Task requirements
Write out again every line of the material from the one containing "Reviewer note: confirm that every instance of the knee" through the end of the material, inclusive, requests included, with each x,y coordinate in the answers multiplied by 0.9 and rounded to a whole number, halves up. Give only those lines.

Record excerpts
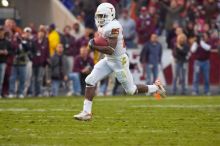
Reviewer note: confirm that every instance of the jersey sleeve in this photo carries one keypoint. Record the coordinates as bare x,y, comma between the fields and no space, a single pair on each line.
112,31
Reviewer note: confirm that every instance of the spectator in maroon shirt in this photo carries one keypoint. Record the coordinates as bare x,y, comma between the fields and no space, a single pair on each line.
201,49
83,41
69,44
40,60
83,64
145,26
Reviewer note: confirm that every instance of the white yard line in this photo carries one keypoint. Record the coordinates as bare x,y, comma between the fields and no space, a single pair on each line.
133,106
35,110
175,106
108,98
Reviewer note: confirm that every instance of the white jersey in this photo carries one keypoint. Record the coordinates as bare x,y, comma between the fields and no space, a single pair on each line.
111,29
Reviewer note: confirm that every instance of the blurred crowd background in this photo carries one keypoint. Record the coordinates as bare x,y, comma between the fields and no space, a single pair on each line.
44,61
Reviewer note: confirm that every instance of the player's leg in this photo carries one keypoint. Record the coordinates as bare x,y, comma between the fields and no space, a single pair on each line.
124,76
100,71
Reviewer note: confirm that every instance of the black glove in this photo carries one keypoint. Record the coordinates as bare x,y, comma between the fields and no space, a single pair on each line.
91,44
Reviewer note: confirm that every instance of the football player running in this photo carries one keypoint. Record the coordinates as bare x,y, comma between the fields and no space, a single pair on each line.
115,60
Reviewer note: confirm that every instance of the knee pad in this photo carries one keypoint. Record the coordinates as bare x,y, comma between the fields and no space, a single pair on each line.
131,90
90,80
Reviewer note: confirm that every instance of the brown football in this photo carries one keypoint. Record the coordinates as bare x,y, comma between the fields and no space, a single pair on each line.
100,41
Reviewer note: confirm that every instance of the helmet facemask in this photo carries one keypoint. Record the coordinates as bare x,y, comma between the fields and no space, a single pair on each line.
105,13
101,19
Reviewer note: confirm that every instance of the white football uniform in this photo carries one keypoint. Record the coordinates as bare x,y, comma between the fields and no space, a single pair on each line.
118,62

Task response
Reviewer note: confirm that every instance of the knee pad in this photo carries one keypoint. Record the coordinates as bare x,y, comma between the fields and no space, a single pair on each line.
118,81
81,72
Reviewer note: confirm that every instance of the brown football in this photo carries one keypoint. Record the coordinates as bare x,y, comma between the fields and no space, a single pair on each line.
90,37
Reviewer note: confirm that every instance of the helmet facemask in this photo carries one keypoint. Record the coordinates as bare x,y, comma between the fields and no space, a single pair on each line.
95,12
91,17
Reviewer note: confirm that every instance of the white football uniform in this photo carries one keypoint. Record the coordinates as bare x,y, comma between the fields and no space, a single pair on each line.
106,56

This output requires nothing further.